Write out everything from the first of the lines below down to the line that contains "x=344, y=121", including that line, and copy each one unchanged.

▼▼▼

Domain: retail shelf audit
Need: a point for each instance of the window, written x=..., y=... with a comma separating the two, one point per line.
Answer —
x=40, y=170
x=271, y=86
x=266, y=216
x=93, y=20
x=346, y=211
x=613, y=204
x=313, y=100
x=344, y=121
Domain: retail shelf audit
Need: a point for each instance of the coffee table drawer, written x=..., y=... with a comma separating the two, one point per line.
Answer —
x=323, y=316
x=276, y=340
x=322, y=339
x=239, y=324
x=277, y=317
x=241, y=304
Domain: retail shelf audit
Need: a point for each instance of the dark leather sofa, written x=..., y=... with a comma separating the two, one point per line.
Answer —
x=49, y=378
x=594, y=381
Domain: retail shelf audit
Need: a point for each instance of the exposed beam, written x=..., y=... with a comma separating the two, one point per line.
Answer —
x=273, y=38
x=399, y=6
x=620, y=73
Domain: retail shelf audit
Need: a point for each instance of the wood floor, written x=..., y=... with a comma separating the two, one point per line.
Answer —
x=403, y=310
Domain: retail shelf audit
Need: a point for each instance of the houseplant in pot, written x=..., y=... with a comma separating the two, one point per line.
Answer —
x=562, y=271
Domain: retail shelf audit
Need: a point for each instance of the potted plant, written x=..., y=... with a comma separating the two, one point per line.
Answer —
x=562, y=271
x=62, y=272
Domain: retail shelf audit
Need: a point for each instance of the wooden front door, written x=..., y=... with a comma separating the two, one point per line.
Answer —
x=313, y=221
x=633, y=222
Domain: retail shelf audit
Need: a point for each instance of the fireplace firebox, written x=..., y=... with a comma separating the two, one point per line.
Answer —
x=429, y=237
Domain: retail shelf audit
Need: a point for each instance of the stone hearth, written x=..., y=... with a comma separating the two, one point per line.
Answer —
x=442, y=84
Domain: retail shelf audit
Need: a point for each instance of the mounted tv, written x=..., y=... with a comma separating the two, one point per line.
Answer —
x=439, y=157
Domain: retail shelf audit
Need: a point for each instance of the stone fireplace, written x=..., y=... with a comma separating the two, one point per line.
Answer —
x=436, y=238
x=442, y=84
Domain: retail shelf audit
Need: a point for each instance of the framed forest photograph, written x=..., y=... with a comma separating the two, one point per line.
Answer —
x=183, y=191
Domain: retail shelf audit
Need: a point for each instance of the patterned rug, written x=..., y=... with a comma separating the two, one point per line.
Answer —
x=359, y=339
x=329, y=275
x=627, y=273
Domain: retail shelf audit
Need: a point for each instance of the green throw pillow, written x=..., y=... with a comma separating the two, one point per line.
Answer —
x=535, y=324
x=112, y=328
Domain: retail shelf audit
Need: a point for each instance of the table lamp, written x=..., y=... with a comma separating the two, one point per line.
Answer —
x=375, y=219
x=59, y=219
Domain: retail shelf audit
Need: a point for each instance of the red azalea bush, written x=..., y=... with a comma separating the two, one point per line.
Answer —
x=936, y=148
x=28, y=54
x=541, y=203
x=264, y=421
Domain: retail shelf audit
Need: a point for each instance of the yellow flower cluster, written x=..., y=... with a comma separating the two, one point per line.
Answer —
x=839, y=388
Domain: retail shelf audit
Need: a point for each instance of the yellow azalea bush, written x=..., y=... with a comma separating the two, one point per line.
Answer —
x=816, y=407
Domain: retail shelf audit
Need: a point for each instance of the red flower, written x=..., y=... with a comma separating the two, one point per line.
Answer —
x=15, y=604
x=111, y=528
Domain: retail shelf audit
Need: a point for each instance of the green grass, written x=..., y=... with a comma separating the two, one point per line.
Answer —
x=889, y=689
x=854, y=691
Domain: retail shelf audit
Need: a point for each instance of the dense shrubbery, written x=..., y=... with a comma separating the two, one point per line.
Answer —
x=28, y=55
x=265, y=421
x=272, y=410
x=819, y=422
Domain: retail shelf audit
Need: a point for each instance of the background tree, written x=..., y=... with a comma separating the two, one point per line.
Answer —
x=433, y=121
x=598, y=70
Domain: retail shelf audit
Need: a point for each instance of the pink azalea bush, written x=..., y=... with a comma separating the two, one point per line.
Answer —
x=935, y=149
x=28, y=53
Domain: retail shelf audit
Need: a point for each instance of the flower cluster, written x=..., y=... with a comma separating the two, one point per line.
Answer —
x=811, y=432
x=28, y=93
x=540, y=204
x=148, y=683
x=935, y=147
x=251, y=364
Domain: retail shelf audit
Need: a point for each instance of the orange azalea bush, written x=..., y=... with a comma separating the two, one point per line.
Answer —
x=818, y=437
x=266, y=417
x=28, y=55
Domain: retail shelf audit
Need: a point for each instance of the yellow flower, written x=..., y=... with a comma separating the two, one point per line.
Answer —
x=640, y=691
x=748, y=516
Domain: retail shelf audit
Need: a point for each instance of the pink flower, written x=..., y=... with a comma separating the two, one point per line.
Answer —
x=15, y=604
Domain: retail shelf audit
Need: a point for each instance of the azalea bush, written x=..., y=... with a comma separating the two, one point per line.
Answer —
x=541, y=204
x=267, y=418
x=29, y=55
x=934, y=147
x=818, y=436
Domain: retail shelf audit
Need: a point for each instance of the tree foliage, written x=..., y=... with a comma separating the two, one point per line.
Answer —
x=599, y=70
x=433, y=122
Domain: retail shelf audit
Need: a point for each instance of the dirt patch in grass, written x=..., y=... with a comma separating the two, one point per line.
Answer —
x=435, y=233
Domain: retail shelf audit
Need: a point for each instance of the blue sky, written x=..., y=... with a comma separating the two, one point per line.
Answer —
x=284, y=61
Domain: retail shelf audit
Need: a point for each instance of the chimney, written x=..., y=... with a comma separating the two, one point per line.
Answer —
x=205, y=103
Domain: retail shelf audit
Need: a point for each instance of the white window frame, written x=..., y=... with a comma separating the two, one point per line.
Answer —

▲▲▲

## Task response
Domain: retail shelf audit
Need: a point for each instance of the window, written x=..., y=... with a comma separating the two, one point per line.
Answer —
x=40, y=170
x=271, y=86
x=266, y=216
x=93, y=20
x=346, y=211
x=613, y=204
x=313, y=100
x=344, y=121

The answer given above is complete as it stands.